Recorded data
===============
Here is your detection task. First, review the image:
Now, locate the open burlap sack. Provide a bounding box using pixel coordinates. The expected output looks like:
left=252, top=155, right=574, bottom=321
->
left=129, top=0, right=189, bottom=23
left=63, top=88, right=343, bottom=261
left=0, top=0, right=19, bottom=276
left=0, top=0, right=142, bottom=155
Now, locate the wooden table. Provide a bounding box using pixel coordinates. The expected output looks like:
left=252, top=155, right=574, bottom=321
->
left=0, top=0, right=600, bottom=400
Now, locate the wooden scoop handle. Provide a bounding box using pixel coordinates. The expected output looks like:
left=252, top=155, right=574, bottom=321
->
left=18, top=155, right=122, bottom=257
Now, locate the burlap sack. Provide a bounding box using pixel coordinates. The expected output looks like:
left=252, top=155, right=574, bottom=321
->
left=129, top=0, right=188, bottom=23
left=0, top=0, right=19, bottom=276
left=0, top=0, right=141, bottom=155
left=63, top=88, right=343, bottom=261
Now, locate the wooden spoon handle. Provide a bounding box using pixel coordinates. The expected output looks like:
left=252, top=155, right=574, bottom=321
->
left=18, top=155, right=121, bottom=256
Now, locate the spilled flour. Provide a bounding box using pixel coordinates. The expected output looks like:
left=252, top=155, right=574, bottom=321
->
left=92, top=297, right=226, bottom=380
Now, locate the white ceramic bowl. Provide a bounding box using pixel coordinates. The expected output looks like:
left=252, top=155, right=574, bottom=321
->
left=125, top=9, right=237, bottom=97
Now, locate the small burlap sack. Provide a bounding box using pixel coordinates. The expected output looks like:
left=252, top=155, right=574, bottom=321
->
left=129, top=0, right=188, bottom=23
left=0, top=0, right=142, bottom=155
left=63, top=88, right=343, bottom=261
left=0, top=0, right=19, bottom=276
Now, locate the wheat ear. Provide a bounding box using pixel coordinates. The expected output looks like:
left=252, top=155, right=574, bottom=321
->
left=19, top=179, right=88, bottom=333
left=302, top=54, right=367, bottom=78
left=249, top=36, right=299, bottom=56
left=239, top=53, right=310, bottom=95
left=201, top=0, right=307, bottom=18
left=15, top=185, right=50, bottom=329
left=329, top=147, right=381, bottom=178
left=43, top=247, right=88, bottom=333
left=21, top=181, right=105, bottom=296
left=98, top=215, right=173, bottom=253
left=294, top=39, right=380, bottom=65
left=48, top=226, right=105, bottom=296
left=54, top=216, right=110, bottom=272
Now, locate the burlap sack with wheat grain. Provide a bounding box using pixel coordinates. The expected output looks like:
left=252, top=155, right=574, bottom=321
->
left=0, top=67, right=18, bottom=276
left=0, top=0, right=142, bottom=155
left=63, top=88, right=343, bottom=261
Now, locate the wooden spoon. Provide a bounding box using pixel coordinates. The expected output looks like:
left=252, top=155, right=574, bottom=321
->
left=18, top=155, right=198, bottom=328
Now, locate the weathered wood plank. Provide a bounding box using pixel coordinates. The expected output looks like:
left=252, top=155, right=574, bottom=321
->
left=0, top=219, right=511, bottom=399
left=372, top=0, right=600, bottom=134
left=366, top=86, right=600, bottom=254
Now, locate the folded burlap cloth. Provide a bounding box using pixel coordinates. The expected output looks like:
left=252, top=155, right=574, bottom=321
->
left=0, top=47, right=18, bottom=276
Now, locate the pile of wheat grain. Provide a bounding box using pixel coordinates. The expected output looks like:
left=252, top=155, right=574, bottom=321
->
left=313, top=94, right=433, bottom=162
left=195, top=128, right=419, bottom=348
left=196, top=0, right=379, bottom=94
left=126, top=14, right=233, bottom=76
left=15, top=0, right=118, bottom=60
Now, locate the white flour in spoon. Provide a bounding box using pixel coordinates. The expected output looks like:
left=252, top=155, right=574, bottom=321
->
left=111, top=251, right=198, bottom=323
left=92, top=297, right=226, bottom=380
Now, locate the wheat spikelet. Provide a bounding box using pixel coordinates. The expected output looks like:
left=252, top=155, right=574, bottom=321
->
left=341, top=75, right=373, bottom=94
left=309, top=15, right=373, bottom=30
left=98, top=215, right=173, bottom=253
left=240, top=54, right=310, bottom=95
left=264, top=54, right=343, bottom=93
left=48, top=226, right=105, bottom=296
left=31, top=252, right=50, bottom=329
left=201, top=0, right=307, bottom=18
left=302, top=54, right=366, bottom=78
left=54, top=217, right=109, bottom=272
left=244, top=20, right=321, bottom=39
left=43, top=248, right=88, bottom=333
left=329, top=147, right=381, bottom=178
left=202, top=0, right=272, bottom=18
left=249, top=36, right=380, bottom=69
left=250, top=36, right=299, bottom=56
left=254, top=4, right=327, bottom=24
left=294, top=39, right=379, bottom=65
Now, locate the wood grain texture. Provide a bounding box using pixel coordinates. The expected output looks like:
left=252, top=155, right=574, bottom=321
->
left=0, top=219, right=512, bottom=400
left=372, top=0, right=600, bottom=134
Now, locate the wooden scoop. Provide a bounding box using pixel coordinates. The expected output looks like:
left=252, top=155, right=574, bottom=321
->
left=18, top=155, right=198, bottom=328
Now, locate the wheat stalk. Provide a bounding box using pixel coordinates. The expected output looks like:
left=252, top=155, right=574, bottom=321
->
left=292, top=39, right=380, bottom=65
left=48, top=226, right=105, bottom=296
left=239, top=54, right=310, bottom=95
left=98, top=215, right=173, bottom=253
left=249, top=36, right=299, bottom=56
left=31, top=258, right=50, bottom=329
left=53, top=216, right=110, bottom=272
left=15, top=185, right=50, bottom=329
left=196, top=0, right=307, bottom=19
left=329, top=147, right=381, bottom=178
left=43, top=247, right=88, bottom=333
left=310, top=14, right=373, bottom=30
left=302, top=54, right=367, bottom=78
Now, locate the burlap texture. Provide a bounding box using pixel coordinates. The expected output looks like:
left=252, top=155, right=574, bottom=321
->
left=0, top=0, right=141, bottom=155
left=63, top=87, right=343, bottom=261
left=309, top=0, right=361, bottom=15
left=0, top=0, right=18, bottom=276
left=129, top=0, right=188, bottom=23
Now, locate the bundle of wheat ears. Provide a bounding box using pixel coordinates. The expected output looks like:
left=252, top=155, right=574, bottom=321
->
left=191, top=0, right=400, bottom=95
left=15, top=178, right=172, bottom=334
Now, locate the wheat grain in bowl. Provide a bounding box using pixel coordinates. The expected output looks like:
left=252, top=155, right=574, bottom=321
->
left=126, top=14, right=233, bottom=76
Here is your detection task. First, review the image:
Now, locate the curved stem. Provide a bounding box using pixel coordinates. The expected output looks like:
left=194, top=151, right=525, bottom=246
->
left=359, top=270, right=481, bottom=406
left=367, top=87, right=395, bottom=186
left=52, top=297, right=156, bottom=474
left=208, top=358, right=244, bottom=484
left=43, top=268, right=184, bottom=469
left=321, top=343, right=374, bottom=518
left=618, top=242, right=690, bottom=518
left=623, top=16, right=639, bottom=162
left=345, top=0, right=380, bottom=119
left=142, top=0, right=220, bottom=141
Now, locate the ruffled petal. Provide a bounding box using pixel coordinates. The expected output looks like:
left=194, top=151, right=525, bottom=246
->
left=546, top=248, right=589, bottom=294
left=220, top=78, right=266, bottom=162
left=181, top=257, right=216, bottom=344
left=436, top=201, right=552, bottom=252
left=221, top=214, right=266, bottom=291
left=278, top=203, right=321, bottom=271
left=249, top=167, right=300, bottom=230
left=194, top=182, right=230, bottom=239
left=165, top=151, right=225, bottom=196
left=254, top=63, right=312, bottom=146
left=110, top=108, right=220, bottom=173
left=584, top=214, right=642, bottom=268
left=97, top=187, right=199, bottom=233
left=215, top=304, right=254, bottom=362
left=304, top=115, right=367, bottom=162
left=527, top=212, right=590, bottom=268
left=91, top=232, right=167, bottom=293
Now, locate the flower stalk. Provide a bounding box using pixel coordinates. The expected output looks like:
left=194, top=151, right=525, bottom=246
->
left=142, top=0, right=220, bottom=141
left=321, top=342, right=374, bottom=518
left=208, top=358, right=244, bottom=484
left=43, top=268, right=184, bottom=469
===============
## The exercise
Please list every line in the material above that contains the word "spoon".

## Full solution
Now, locate the wooden spoon handle. Provide a bounding box using pixel coordinates. The expected output looks like:
Now, locate the wooden spoon. Provide a bounding box using pixel coordinates. The expected output looks like:
Now, locate the white flour in spoon. Provide a bounding box using pixel coordinates. The expected output looks like:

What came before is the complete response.